(Beginning of Selected extract)
To learn more about the structural organization of eIF2B, in particular the roles of the NT and I-patch domains, we analyzed the effects of a number of mutations of residues in these domains that are conserved, either between eIF2Bγ and ϵ, within eIF2B sequences from a large range of species, or conserved in the homologous domains, i.e. NT or I-patch domains. The key findings from these data demonstrate that both the NT and I-patch domains play key roles in the assembly of the eIF2B holocomplex (Fig. 8) and pinpoint the roles of highly conserved residues in the NT domain for interactions between eIF2Bγ and eIF2Bϵ. We have also identified residues in these domains that affect the activity of eIF2B, independently of effects on the ability to form complexes, despite being distant from the catalytic site. Furthermore, we show that expression of individual subunits, specifically eIF2Bδ and ϵ, is positively modulated by the presence of other subunits. Our data substantially extend earlier work that aimed to explore the regions of eIF2Bϵ that are involved in interactions with other subunits by expressing truncated versions of eIF2Bϵ in insect cells (37).

FIGURE 8. — **Scheme indicating residues and domains involved in intersubunit interactions within eIF2B complexes.** The conserved domains are indicated. Numbering is on the basis of the human protein sequences. A, domains and residues involved in interactions in eIF2Bϵ with other eIF2B subunits. The minimum region required for interaction with the “regulatory” subcomplex is shown in *red*, along with mutations affecting this interaction. The minimum region required for interaction with eIF2Bγ is shown in *green*, along with mutations identified as affecting this interaction. B, domains and residues involved in interactions of eIF2Bγ with other eIF2B subunits. The minimum region required for the interaction of eIF2Bγ with the other eIF2B subunits is shown in *red*, along with mutations of residues affecting these interactions.

The NT Homology Domain Mediates Subunit Interaction and Activity of eIF2B

A large number of proteins have been shown to contain domains homologous to nucleotidyl transferases (nucleoside diphosphate sugar pyrophosphorylases). The originally identified members of this family are involved in nucleoside diphosphate sugar formation in bacteria, but a number of other proteins have been identified with either an NT domain or with both NT and I-patch domains (8).
(End of Selected extract)
(Beginning of Records supplied)
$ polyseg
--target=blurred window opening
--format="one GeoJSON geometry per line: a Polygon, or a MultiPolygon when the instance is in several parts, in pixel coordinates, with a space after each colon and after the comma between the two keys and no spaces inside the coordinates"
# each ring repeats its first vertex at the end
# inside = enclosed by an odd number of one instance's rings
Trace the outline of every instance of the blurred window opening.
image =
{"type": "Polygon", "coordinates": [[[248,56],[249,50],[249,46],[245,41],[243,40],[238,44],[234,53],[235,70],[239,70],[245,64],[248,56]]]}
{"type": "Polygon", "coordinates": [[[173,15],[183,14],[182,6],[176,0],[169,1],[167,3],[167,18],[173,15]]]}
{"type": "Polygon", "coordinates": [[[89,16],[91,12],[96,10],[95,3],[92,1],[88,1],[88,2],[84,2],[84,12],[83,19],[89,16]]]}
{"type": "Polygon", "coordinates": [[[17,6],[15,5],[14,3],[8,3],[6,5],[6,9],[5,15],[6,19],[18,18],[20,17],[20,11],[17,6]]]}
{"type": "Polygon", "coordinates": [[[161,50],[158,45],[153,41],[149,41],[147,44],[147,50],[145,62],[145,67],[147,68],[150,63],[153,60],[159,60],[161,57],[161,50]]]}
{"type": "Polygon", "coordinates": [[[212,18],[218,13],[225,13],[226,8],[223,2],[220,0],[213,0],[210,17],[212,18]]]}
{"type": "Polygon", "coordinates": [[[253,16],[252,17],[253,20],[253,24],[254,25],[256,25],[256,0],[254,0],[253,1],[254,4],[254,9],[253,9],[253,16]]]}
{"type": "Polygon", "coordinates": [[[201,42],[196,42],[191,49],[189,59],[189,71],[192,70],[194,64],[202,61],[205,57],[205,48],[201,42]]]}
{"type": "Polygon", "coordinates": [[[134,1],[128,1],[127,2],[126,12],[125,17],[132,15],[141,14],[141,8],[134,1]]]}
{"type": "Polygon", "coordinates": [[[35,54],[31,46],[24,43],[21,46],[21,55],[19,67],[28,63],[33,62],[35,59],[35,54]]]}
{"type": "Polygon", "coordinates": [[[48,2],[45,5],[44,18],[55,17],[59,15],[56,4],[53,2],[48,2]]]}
(End of Records supplied)
Your goal: According to the eIF2B text, the expression of which individual subunits is positively modulated by the presence of other subunits? The lines have nothing to do with the eIF2B text.

Answer space: eIF2Bδ and eIF2Bϵ.